- **Task to complete**:
Please reproduce, word for word, the part of the article about Ike Ekweremadu's case that opens with the words containing "Page, in collaboration" and closes with "millions of pounds.".

- **Reading passage**:

- Opening Delimiter -

Before Ike Ekweremadu’s organ trafficking case became public, Mathew Page, a Nigerian expert at the US State Department’s Bureau of Intelligence and Research, reportedly alerted the UK’s national crime agency (NCA) to the former Senate President’s activities.
Recall that on May 5th, an Old Bailey court sentenced Ekweremadu to nine years and eight months in prison, while his wife, Beatrice, received a sentence of four years and six months for the same offense. The two were found guilty of attempting to persuade medical professionals at the Royal Free hospital to perform an £80,000 kidney transplant on the donor, who was represented as their daughter Sonia’s cousin.
According to the UK Guardian, Page, an associate fellow at Chatham House, alerted UK authorities to investigate Ekweremadu’s illicit affairs before he was imprisoned.
Page claimed that if the authorities had acted quickly on his warnings about Ekweremadu, the UK could have avoided the historical case of organ trafficking.
Page, in collaboration with the UK’s Department for International Development, investigated how Nigerian politicians, including Ekweremadu, used unexplained wealth to purchase properties in the UK worth millions of pounds.
He also looked into how such politicians used funds amassed over time to fund expensive private education for their children.

- Closing Delimiter -

- **Information shown**:
- Opening Delimiter -

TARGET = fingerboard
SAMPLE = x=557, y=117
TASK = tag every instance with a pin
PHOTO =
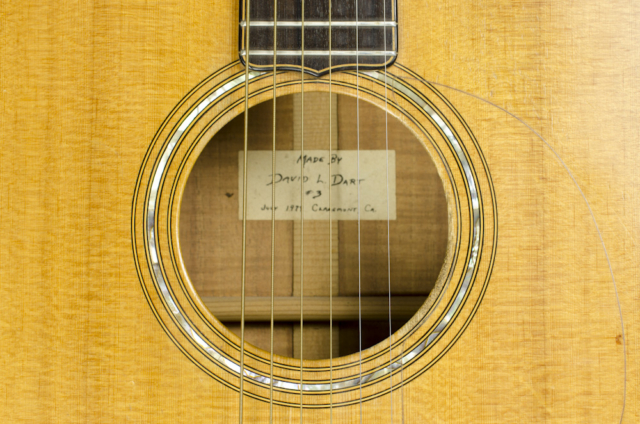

- Closing Delimiter -

- **Output for this task**:
Page, in collaboration with the UK’s Department for International Development, investigated how Nigerian politicians, including Ekweremadu, used unexplained wealth to purchase properties in the UK worth millions of pounds.